(AIM):
Reproduce every line of the items below, switching "leaning" to "tilted" and leaving everything else unchanged.

(DATA LINES):
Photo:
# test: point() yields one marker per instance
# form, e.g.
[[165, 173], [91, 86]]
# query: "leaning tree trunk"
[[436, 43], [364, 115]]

(WORKED SOLUTION):
Photo:
# test: point() yields one marker per instance
# form, e.g.
[[165, 173], [91, 86]]
# query: "tilted tree trunk"
[[436, 43], [364, 115]]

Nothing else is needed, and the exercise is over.